## Exercise brief
Please lay out all the entries below as a two-column CSV with the header entry_text,answer, giving one row per entry with its text and its answer, each in a single quoted field with any line breaks replaced by spaces. Leave the pictures out.

--- start Items ---

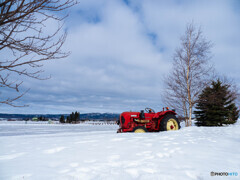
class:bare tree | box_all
[163,23,213,126]
[0,0,77,106]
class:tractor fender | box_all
[153,110,177,119]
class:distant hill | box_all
[0,113,119,120]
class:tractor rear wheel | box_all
[133,126,148,133]
[160,114,180,131]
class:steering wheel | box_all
[145,108,155,113]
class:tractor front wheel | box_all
[133,126,148,133]
[160,114,180,131]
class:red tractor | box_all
[117,108,180,133]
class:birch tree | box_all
[163,23,213,126]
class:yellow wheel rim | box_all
[134,128,145,133]
[167,119,179,131]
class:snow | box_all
[0,119,240,180]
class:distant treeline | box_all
[0,113,120,120]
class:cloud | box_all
[2,0,240,113]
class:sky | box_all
[0,0,240,114]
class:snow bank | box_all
[0,122,240,180]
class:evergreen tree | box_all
[59,115,65,123]
[194,80,239,126]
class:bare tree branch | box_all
[0,0,77,107]
[162,23,213,126]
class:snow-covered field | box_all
[0,122,240,180]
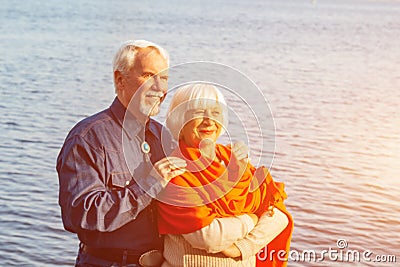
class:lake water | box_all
[0,0,400,266]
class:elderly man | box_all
[57,40,186,266]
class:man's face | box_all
[121,47,168,116]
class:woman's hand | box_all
[222,244,242,258]
[228,141,249,161]
[247,213,258,225]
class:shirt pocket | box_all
[109,172,133,190]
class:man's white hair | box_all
[166,83,228,141]
[113,40,169,90]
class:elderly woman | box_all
[158,84,293,267]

--- end Items ---

## Complete response
entry_text,answer
"class:bare tree | box_all","[163,23,213,126] [0,0,77,106]"
"class:tractor fender | box_all","[153,110,177,119]"
"class:distant hill | box_all","[0,113,119,120]"
"class:tractor rear wheel | box_all","[133,126,148,133] [160,114,180,131]"
"class:steering wheel | box_all","[145,108,155,113]"
"class:tractor front wheel | box_all","[133,126,148,133] [160,114,180,131]"
"class:red tractor | box_all","[117,108,180,133]"
"class:birch tree | box_all","[163,23,213,126]"
"class:yellow wheel rim | box_all","[134,128,145,133] [167,119,179,131]"
"class:snow | box_all","[0,119,240,180]"
"class:distant treeline | box_all","[0,113,120,120]"
"class:cloud | box_all","[2,0,240,113]"
"class:sky | box_all","[0,0,240,114]"
"class:snow bank | box_all","[0,122,240,180]"
"class:evergreen tree | box_all","[59,115,65,123] [194,80,239,126]"
"class:bare tree branch | box_all","[0,0,77,107] [162,23,213,126]"
"class:snow-covered field | box_all","[0,122,240,180]"
"class:lake water | box_all","[0,0,400,266]"
"class:elderly man | box_all","[57,40,186,266]"
"class:man's face | box_all","[121,47,168,116]"
"class:woman's hand | box_all","[222,244,242,258] [228,141,249,161] [247,213,258,225]"
"class:shirt pocket | box_all","[109,172,133,190]"
"class:man's white hair | box_all","[166,83,228,141] [113,40,169,90]"
"class:elderly woman | box_all","[158,84,293,267]"